[Records]
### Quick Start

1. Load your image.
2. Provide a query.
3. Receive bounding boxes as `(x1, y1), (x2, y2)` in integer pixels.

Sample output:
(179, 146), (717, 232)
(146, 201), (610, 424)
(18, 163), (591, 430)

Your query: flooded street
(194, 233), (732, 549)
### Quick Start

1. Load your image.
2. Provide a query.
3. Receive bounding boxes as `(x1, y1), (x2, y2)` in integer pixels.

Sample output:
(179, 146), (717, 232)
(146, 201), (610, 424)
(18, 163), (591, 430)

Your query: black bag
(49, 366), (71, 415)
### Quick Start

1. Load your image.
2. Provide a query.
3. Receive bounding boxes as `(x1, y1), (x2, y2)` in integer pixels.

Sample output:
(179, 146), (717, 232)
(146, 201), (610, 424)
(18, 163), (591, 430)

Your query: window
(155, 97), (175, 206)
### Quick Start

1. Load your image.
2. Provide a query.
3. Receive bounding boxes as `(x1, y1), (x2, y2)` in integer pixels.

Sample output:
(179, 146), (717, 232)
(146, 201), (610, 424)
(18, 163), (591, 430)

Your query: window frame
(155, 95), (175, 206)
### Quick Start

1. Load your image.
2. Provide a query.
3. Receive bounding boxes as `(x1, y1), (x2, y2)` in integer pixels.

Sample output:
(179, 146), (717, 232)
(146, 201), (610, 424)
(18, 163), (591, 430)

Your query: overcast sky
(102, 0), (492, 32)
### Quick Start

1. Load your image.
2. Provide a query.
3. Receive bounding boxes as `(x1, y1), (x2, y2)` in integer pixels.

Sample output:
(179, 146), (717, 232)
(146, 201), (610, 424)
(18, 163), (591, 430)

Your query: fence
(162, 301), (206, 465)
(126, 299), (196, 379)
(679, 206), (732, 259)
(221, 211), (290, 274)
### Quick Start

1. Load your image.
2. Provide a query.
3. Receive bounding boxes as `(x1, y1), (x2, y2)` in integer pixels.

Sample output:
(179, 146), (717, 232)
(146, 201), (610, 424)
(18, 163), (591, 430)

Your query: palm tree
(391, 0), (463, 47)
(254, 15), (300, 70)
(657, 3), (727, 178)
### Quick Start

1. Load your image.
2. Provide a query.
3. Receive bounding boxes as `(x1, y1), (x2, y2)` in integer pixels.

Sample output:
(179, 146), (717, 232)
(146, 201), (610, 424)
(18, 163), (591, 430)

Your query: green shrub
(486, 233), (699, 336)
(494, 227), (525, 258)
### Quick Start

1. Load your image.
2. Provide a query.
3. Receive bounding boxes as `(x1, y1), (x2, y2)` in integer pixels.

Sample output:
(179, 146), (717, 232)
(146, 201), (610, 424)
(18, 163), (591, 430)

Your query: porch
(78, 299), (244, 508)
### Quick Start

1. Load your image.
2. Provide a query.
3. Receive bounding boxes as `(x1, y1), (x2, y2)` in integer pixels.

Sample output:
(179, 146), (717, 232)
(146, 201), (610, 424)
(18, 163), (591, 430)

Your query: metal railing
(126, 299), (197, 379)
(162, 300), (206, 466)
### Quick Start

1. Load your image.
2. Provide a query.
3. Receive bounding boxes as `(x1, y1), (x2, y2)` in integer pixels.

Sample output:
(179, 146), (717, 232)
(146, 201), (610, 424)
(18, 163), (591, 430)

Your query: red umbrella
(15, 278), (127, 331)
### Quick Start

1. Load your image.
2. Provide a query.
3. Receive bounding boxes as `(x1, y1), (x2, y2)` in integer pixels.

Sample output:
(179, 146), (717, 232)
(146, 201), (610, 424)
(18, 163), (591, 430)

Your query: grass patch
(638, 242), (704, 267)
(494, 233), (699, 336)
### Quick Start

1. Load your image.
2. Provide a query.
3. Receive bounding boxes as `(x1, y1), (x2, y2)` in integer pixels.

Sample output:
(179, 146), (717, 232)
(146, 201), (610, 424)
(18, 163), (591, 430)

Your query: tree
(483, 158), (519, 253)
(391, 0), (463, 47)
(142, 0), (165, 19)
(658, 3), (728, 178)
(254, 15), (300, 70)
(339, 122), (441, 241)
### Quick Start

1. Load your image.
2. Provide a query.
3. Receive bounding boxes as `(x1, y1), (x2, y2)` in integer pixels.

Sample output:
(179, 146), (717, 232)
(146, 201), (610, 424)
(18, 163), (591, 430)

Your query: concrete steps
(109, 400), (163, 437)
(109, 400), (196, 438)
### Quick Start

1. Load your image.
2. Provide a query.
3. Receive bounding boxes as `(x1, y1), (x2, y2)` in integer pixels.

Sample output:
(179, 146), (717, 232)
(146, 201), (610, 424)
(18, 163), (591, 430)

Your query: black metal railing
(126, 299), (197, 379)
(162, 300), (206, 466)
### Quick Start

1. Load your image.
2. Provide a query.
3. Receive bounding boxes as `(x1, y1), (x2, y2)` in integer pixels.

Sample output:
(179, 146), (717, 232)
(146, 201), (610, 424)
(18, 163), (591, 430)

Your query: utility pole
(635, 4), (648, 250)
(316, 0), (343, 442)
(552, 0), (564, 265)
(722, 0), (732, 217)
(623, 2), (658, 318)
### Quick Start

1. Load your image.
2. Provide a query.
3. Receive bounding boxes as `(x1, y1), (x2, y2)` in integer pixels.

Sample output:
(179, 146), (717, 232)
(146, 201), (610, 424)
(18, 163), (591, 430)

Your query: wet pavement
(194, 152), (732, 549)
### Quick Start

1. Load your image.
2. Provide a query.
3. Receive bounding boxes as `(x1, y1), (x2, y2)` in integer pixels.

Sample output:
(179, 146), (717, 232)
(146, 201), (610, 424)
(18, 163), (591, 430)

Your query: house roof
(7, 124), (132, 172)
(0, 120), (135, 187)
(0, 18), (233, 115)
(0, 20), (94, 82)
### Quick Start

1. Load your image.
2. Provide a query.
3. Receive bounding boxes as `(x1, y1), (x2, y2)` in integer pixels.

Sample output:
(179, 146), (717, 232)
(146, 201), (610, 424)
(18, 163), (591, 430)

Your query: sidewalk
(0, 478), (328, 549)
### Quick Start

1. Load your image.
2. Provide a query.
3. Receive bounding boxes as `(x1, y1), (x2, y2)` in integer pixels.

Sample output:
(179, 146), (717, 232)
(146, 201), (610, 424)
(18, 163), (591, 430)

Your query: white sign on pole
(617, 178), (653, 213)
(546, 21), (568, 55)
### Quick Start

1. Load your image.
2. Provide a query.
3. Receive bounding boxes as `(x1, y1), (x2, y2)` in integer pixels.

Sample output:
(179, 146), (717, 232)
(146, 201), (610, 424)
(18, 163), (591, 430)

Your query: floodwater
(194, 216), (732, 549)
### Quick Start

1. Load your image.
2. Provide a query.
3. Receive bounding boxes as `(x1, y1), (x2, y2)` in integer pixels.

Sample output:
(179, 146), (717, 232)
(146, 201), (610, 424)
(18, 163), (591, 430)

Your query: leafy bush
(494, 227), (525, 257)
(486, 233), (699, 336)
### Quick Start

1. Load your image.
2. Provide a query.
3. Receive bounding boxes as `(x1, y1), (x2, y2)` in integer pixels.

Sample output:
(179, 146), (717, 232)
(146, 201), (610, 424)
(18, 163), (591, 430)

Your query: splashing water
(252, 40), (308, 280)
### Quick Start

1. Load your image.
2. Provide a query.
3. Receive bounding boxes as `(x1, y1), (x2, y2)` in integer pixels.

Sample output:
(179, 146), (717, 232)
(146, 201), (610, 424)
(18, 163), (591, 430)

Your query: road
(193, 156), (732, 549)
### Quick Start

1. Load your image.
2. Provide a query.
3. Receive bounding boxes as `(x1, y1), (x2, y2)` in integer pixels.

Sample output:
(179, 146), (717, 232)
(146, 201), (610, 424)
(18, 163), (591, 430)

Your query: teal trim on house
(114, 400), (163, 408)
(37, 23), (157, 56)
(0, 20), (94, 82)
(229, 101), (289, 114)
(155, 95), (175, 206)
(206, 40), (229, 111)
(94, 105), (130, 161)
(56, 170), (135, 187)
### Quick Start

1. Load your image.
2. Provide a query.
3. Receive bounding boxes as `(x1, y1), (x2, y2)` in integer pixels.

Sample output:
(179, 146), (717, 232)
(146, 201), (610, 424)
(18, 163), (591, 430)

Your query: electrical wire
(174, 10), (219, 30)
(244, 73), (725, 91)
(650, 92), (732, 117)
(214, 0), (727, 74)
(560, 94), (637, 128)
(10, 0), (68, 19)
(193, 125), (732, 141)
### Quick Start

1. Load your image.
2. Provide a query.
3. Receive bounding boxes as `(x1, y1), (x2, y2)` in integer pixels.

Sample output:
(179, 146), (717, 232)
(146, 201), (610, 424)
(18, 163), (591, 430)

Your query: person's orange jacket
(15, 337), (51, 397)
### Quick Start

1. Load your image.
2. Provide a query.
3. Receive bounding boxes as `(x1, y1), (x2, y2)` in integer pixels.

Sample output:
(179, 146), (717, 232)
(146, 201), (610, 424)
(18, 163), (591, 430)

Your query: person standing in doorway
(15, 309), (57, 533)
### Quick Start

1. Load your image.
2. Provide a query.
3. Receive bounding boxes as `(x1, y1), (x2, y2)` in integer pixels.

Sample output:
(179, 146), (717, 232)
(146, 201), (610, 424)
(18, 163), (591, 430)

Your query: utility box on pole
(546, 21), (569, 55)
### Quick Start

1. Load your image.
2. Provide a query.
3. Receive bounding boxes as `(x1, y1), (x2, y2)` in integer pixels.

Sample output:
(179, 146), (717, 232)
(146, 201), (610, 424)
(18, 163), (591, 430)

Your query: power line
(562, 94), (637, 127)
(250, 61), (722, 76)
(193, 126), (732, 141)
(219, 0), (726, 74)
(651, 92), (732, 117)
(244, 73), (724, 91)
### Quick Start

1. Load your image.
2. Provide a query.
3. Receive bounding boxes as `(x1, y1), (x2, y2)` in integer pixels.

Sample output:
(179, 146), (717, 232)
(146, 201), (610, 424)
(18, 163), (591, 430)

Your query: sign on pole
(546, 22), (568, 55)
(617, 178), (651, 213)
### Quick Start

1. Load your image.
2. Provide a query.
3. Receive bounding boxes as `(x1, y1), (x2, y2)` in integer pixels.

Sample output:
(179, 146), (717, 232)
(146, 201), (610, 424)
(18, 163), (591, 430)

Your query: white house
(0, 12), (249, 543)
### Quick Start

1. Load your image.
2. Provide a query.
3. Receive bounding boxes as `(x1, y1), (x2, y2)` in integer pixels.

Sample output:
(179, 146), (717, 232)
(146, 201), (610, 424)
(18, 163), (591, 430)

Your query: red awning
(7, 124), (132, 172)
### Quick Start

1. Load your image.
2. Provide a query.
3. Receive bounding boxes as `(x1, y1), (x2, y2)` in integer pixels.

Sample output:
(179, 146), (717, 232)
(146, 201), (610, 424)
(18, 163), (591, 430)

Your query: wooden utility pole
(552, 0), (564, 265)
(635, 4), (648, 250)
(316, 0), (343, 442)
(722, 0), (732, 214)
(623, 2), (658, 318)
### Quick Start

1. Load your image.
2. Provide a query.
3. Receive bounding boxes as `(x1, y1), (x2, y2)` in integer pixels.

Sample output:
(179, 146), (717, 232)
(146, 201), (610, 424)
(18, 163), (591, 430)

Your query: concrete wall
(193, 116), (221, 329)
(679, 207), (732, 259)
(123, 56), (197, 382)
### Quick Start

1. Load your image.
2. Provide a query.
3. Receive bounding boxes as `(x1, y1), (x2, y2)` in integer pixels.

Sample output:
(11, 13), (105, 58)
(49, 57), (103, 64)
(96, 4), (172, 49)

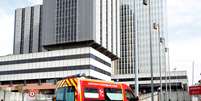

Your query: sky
(0, 0), (201, 84)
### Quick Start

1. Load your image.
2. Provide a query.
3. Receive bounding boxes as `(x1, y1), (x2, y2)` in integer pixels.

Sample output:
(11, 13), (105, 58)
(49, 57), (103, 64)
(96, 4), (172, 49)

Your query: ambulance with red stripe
(55, 75), (138, 101)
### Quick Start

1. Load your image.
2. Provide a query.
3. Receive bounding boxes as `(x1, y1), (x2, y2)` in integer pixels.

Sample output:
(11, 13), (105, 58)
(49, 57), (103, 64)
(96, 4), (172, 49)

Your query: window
(126, 90), (137, 101)
(65, 87), (75, 101)
(56, 88), (65, 101)
(104, 88), (123, 101)
(56, 87), (75, 101)
(84, 88), (99, 99)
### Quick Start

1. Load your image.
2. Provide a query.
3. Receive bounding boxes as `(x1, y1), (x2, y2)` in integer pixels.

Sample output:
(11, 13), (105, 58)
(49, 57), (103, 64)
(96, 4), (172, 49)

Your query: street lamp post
(153, 23), (163, 101)
(143, 0), (154, 101)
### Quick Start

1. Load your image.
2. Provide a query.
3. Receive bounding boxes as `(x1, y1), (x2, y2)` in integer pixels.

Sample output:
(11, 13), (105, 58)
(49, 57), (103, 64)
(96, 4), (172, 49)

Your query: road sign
(189, 85), (201, 95)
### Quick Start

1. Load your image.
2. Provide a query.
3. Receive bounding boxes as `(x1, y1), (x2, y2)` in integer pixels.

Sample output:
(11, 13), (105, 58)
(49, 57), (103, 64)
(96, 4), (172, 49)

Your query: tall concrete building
(13, 5), (42, 54)
(0, 0), (120, 89)
(14, 0), (120, 59)
(113, 0), (167, 90)
(42, 0), (120, 59)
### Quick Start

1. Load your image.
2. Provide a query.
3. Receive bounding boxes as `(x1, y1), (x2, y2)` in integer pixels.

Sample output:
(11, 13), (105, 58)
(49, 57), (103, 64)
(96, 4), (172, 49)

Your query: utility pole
(143, 0), (154, 101)
(192, 61), (195, 85)
(133, 1), (139, 96)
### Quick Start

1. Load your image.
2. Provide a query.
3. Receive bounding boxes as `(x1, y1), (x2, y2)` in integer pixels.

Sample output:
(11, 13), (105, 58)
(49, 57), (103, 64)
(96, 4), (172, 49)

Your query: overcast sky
(0, 0), (201, 83)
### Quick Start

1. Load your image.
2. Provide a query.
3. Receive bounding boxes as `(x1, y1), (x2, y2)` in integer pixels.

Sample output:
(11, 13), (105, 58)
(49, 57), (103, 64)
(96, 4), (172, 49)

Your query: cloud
(167, 0), (201, 83)
(169, 38), (201, 84)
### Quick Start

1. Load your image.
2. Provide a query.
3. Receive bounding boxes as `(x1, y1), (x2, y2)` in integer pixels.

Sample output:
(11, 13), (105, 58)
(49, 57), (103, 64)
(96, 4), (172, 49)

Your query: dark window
(104, 88), (123, 101)
(126, 90), (137, 101)
(84, 88), (99, 99)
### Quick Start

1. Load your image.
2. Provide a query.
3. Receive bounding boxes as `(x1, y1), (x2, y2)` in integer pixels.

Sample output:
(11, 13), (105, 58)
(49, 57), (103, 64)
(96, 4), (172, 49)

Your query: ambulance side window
(84, 88), (99, 99)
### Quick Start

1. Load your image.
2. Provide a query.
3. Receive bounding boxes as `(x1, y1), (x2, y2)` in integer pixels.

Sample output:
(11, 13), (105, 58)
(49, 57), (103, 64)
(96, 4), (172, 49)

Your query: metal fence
(0, 91), (53, 101)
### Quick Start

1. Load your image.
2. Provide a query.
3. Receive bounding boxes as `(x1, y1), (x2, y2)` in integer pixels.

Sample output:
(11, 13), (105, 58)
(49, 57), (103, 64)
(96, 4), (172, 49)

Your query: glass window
(126, 90), (136, 101)
(84, 88), (99, 99)
(105, 88), (123, 101)
(56, 87), (75, 101)
(65, 87), (75, 101)
(56, 88), (65, 101)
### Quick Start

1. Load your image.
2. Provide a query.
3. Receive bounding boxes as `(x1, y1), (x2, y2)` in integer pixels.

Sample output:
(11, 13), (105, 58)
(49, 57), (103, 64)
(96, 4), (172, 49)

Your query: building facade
(7, 0), (120, 90)
(113, 0), (167, 88)
(14, 0), (120, 60)
(42, 0), (120, 59)
(0, 47), (112, 87)
(13, 5), (42, 54)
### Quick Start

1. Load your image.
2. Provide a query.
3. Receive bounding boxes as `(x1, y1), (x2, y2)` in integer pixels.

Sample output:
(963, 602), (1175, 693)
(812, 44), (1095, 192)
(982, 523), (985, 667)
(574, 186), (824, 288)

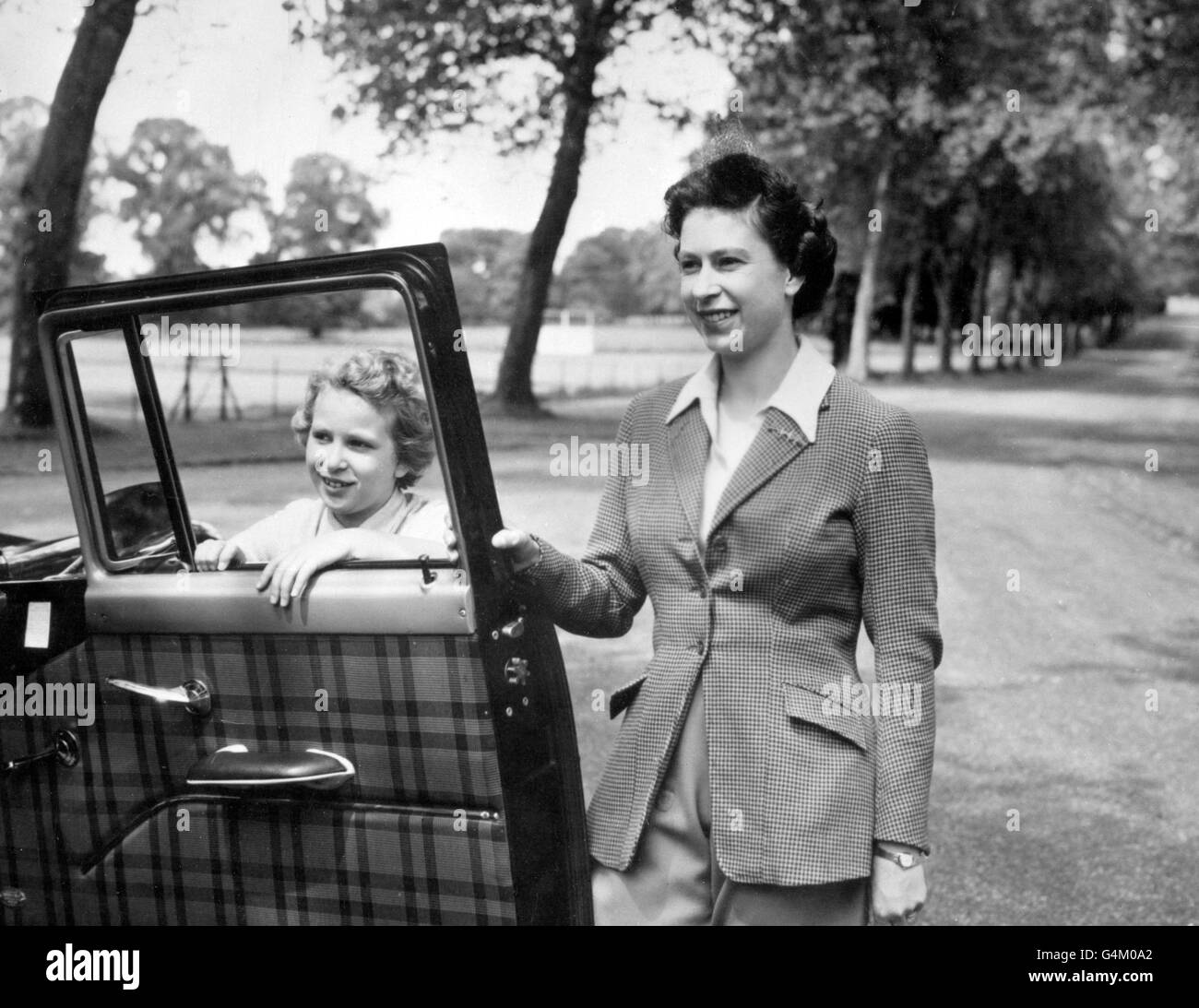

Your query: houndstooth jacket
(524, 359), (942, 885)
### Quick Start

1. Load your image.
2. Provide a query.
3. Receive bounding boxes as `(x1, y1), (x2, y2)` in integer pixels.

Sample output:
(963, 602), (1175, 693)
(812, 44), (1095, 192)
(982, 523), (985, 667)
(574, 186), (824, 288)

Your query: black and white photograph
(0, 0), (1199, 958)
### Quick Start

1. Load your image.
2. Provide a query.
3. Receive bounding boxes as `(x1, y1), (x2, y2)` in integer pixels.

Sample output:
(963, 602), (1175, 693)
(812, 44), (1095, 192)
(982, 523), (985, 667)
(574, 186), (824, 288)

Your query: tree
(247, 153), (387, 339)
(559, 224), (680, 317)
(300, 0), (770, 412)
(440, 228), (528, 323)
(0, 97), (108, 323)
(7, 0), (138, 428)
(740, 0), (1110, 380)
(108, 119), (267, 273)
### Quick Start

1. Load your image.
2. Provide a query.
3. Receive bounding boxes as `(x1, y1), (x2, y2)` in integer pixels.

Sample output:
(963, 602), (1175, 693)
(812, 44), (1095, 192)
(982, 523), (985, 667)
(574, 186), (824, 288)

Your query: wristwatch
(874, 845), (928, 868)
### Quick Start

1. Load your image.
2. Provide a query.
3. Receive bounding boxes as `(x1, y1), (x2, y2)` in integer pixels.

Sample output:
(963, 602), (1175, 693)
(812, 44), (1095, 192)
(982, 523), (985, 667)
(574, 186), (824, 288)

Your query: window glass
(69, 331), (172, 560)
(147, 291), (446, 563)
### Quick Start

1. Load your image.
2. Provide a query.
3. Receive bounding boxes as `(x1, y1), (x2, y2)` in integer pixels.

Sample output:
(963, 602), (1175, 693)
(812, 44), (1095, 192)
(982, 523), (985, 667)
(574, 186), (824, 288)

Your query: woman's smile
(679, 208), (799, 359)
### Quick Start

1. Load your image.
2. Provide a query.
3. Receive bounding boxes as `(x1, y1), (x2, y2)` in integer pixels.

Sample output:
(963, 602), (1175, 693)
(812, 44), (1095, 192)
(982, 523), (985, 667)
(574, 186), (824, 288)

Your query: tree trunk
(493, 50), (603, 415)
(970, 244), (991, 374)
(931, 245), (954, 374)
(899, 255), (922, 377)
(846, 148), (892, 381)
(7, 0), (138, 428)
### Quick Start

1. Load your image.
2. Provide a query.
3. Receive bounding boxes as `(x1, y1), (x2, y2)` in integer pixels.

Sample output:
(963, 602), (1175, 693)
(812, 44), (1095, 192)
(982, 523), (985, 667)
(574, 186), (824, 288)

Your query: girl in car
(196, 350), (448, 607)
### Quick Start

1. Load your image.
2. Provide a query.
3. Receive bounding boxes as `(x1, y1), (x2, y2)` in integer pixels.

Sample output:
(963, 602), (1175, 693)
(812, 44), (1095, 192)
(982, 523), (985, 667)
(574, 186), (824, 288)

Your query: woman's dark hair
(662, 153), (837, 319)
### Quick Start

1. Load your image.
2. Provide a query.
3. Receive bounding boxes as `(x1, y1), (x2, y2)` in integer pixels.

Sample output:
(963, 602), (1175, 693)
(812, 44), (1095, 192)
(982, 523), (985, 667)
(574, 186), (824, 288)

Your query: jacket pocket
(608, 672), (648, 717)
(781, 682), (874, 753)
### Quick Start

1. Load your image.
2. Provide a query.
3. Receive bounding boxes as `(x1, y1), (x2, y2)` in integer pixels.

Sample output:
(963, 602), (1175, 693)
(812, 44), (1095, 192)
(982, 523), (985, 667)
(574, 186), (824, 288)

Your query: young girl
(196, 350), (448, 607)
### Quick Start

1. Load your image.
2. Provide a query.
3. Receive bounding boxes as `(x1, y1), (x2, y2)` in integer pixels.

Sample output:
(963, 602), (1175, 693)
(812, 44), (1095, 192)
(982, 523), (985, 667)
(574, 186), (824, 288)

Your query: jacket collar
(666, 339), (837, 444)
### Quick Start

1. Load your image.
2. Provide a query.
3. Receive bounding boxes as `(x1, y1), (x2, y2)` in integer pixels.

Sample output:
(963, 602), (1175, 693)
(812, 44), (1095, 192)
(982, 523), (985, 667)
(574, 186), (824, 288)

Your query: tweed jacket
(525, 374), (942, 885)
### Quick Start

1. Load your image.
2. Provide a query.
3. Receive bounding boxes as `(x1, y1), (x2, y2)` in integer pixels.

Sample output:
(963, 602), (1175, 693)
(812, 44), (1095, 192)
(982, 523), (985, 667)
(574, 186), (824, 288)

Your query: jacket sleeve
(518, 399), (645, 636)
(854, 409), (942, 851)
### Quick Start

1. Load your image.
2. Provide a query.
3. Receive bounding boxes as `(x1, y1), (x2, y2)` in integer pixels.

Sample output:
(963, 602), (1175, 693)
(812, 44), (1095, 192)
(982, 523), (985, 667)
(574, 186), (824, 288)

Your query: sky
(0, 0), (734, 276)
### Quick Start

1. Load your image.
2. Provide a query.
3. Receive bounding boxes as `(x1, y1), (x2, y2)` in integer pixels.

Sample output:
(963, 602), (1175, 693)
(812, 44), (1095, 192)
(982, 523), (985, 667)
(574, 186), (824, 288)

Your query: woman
(493, 153), (942, 924)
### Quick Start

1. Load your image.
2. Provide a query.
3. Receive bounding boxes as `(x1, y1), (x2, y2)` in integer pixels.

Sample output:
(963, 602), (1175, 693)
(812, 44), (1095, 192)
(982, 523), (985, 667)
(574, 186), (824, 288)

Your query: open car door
(0, 244), (591, 924)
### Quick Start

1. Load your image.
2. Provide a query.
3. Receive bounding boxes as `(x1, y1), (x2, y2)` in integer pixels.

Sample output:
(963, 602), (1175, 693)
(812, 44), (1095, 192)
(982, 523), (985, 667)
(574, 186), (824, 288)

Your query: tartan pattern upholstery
(523, 375), (942, 885)
(0, 635), (513, 923)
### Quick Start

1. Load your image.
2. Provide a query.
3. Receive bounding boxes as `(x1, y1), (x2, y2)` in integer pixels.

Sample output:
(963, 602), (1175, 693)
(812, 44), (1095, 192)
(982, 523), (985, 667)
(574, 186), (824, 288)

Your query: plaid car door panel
(0, 635), (513, 924)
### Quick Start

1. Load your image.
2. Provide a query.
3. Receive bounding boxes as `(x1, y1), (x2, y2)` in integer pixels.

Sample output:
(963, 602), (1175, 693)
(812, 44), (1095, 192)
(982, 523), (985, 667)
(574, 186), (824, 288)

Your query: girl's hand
(255, 529), (356, 609)
(196, 540), (246, 571)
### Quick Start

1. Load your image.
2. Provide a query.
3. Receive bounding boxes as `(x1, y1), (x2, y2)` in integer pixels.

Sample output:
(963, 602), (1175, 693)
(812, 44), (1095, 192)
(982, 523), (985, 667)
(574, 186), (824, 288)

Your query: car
(0, 244), (592, 925)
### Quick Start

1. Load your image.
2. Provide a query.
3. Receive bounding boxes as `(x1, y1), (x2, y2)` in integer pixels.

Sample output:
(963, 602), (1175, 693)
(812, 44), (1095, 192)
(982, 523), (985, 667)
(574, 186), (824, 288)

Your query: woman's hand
(871, 855), (928, 924)
(444, 515), (540, 575)
(196, 540), (246, 571)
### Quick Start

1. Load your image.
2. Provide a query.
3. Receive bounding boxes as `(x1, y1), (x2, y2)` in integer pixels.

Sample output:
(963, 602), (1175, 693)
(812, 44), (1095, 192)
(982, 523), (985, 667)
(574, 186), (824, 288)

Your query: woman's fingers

Goal:
Copy the items word for word, from the very start through the line containing "(49, 366), (71, 415)", including that line.

The reply:
### Quick Start

1. Load your image.
2. Provide a query.
3. Receive bounding boxes as `(x1, y1), (x2, y2)` in integer pixels.

Sample output:
(179, 146), (717, 232)
(146, 201), (610, 424)
(18, 163), (591, 430)

Your query: flooded street
(194, 233), (732, 549)
### Quick Start

1. Load your image.
2. Provide a query.
3. Receive bounding boxes as `(x1, y1), (x2, y2)` in integer pixels.

Sample output:
(179, 146), (717, 232)
(146, 201), (610, 424)
(18, 163), (591, 430)

Your query: black bag
(49, 366), (71, 415)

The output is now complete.